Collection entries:
= = = = =

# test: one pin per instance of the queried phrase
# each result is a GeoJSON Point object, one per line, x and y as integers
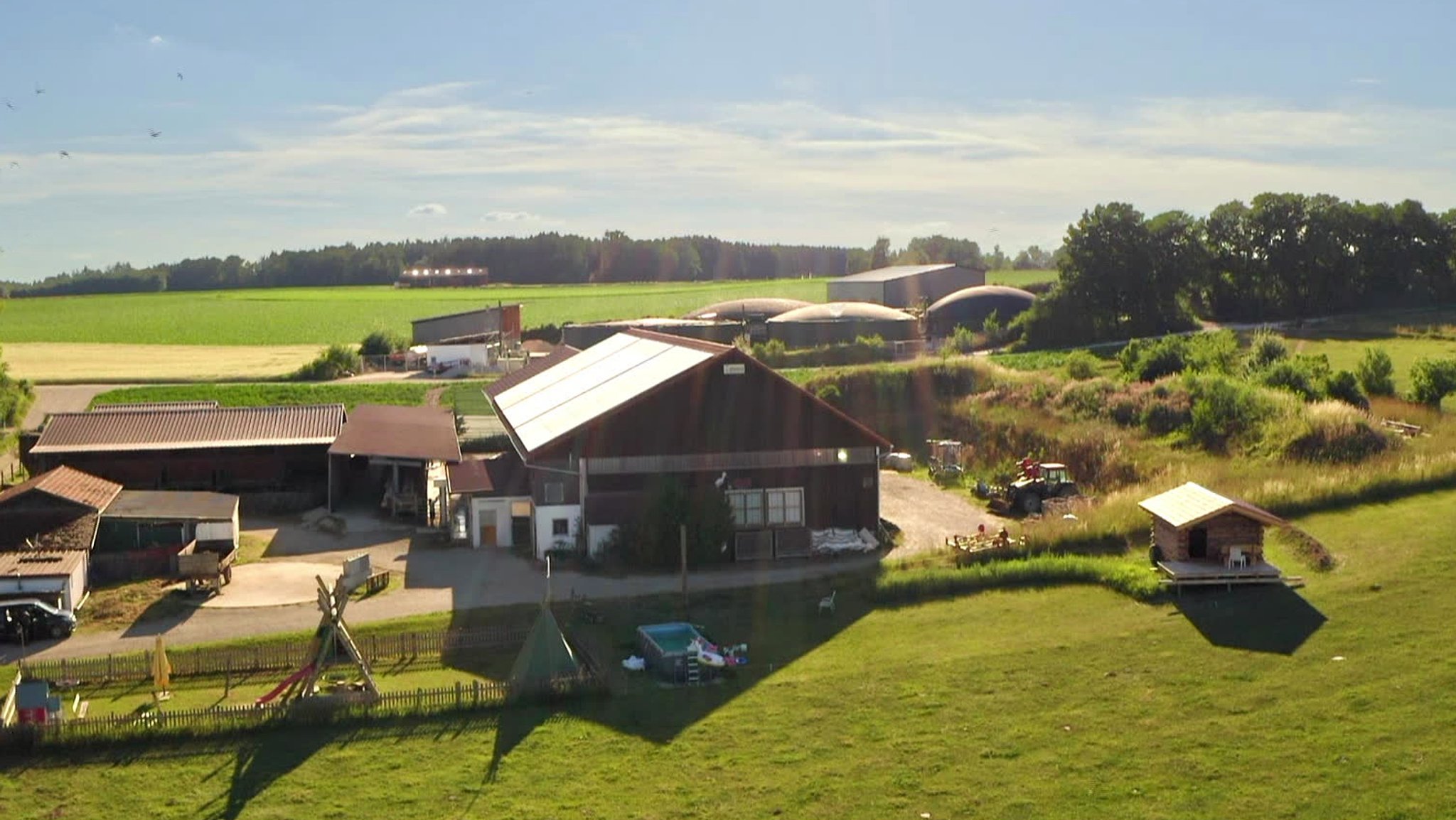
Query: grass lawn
{"type": "Point", "coordinates": [321, 315]}
{"type": "Point", "coordinates": [350, 395]}
{"type": "Point", "coordinates": [1019, 279]}
{"type": "Point", "coordinates": [1069, 702]}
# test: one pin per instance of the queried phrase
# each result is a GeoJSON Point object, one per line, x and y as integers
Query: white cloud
{"type": "Point", "coordinates": [781, 171]}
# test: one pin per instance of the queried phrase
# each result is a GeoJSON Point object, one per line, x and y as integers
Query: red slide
{"type": "Point", "coordinates": [286, 684]}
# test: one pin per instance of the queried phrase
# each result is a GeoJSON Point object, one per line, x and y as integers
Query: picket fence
{"type": "Point", "coordinates": [319, 710]}
{"type": "Point", "coordinates": [269, 657]}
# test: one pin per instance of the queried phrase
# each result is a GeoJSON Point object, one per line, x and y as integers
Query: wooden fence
{"type": "Point", "coordinates": [271, 657]}
{"type": "Point", "coordinates": [318, 710]}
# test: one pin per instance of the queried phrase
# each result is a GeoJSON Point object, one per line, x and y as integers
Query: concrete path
{"type": "Point", "coordinates": [928, 514]}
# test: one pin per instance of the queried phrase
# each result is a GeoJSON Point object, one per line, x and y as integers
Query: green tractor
{"type": "Point", "coordinates": [1037, 482]}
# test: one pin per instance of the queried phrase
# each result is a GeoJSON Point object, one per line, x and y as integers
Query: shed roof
{"type": "Point", "coordinates": [500, 475]}
{"type": "Point", "coordinates": [141, 406]}
{"type": "Point", "coordinates": [900, 271]}
{"type": "Point", "coordinates": [33, 563]}
{"type": "Point", "coordinates": [191, 428]}
{"type": "Point", "coordinates": [390, 431]}
{"type": "Point", "coordinates": [68, 484]}
{"type": "Point", "coordinates": [842, 312]}
{"type": "Point", "coordinates": [172, 505]}
{"type": "Point", "coordinates": [1192, 505]}
{"type": "Point", "coordinates": [583, 387]}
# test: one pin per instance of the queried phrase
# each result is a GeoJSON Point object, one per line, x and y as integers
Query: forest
{"type": "Point", "coordinates": [548, 258]}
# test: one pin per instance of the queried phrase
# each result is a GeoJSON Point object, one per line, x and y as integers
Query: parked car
{"type": "Point", "coordinates": [29, 620]}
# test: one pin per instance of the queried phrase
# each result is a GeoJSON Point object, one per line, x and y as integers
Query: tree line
{"type": "Point", "coordinates": [548, 258]}
{"type": "Point", "coordinates": [1279, 257]}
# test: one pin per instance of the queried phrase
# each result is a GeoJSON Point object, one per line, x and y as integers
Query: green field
{"type": "Point", "coordinates": [284, 316]}
{"type": "Point", "coordinates": [1019, 279]}
{"type": "Point", "coordinates": [1071, 702]}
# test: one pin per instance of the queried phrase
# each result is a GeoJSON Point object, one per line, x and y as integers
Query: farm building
{"type": "Point", "coordinates": [906, 286]}
{"type": "Point", "coordinates": [141, 529]}
{"type": "Point", "coordinates": [842, 323]}
{"type": "Point", "coordinates": [273, 456]}
{"type": "Point", "coordinates": [57, 510]}
{"type": "Point", "coordinates": [597, 428]}
{"type": "Point", "coordinates": [498, 325]}
{"type": "Point", "coordinates": [58, 578]}
{"type": "Point", "coordinates": [393, 459]}
{"type": "Point", "coordinates": [582, 337]}
{"type": "Point", "coordinates": [443, 277]}
{"type": "Point", "coordinates": [493, 502]}
{"type": "Point", "coordinates": [1200, 536]}
{"type": "Point", "coordinates": [970, 308]}
{"type": "Point", "coordinates": [754, 309]}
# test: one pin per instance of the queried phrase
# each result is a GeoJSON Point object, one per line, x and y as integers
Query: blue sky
{"type": "Point", "coordinates": [306, 124]}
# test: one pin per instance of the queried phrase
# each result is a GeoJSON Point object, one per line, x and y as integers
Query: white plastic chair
{"type": "Point", "coordinates": [828, 602]}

= = = = =

◆ HOW TO COMPLETE THIS TASK
Give every entry again as it is, dropping its pictures.

◆ TASK RESPONSE
# test: one pin per instance of the queried phrase
# each result is a GeoJSON Point object, one per line, x and y as integers
Query: grass lawn
{"type": "Point", "coordinates": [321, 315]}
{"type": "Point", "coordinates": [350, 395]}
{"type": "Point", "coordinates": [1019, 279]}
{"type": "Point", "coordinates": [1069, 702]}
# test: one pin per instance of the queried phrase
# each result is a GeoJSON Point object, one per line, x and y as integers
Query: white cloud
{"type": "Point", "coordinates": [781, 171]}
# test: one pin per instance of the queried phrase
# each result is a GeoJSON Point object, one per line, x and y as integers
Query: red slide
{"type": "Point", "coordinates": [286, 684]}
# test: one pin per instance of the queried phrase
# each result is a GeoJSON Point object, one per line, x and y as integers
Query: picket fence
{"type": "Point", "coordinates": [319, 710]}
{"type": "Point", "coordinates": [269, 657]}
# test: one pin per instance of the queried phrase
# each result is a GeoJSON Point object, one per line, x and y as integers
Query: wooden fence
{"type": "Point", "coordinates": [271, 657]}
{"type": "Point", "coordinates": [318, 710]}
# test: one pin per instance of the queried phrase
# each result is a GeoJSON Point object, one per line, x and y as integers
Query: concrete path
{"type": "Point", "coordinates": [928, 514]}
# test: one pin per instance of the queried phrase
# each result is a GeoJSON Point object, one per line, x and y as integers
Query: green tractor
{"type": "Point", "coordinates": [1037, 482]}
# test: one pin per instance of the queried phrase
# each result is a GeoJSON Point object, one per line, x and y as integers
Query: shed roof
{"type": "Point", "coordinates": [500, 475]}
{"type": "Point", "coordinates": [141, 406]}
{"type": "Point", "coordinates": [900, 271]}
{"type": "Point", "coordinates": [33, 563]}
{"type": "Point", "coordinates": [191, 428]}
{"type": "Point", "coordinates": [390, 431]}
{"type": "Point", "coordinates": [68, 484]}
{"type": "Point", "coordinates": [842, 312]}
{"type": "Point", "coordinates": [172, 505]}
{"type": "Point", "coordinates": [1192, 505]}
{"type": "Point", "coordinates": [583, 387]}
# test: one pin per instance of the queried phrase
# each result is a GeoJSON Point object, one per line, x and y as integers
Query: forest
{"type": "Point", "coordinates": [548, 258]}
# test: one pin per instance of the queried phrase
# each result is a GeoJSON Point object, one per line, x and y as integers
Query: parked car
{"type": "Point", "coordinates": [29, 620]}
# test: one pin per instance of the queried phrase
# each result is a GeoJSON Point object, one per line, x and y as integers
Query: tree line
{"type": "Point", "coordinates": [548, 258]}
{"type": "Point", "coordinates": [1279, 257]}
# test: one pin per instance of the queried phrase
# each result is a GeoJSON Point object, one per line, x and y as integers
Query: green field
{"type": "Point", "coordinates": [284, 316]}
{"type": "Point", "coordinates": [1019, 279]}
{"type": "Point", "coordinates": [1071, 702]}
# test: one pin per instance of the queried phrase
# each result is a GeoJSON Point object, one per line, x and y as integers
Query: farm building
{"type": "Point", "coordinates": [906, 286]}
{"type": "Point", "coordinates": [141, 529]}
{"type": "Point", "coordinates": [842, 323]}
{"type": "Point", "coordinates": [273, 456]}
{"type": "Point", "coordinates": [57, 510]}
{"type": "Point", "coordinates": [597, 428]}
{"type": "Point", "coordinates": [498, 325]}
{"type": "Point", "coordinates": [58, 578]}
{"type": "Point", "coordinates": [393, 459]}
{"type": "Point", "coordinates": [582, 337]}
{"type": "Point", "coordinates": [443, 277]}
{"type": "Point", "coordinates": [493, 502]}
{"type": "Point", "coordinates": [1200, 536]}
{"type": "Point", "coordinates": [970, 308]}
{"type": "Point", "coordinates": [754, 309]}
# test: one pin per instance of the queried phrase
# each result is a GeoJSON Point object, one per line, x and y as integers
Query: blue sky
{"type": "Point", "coordinates": [306, 124]}
# test: one pin per instance of the queried phrase
# each result is a GeoJSON Point object, one per line, x and y as integers
Query: white plastic chair
{"type": "Point", "coordinates": [828, 602]}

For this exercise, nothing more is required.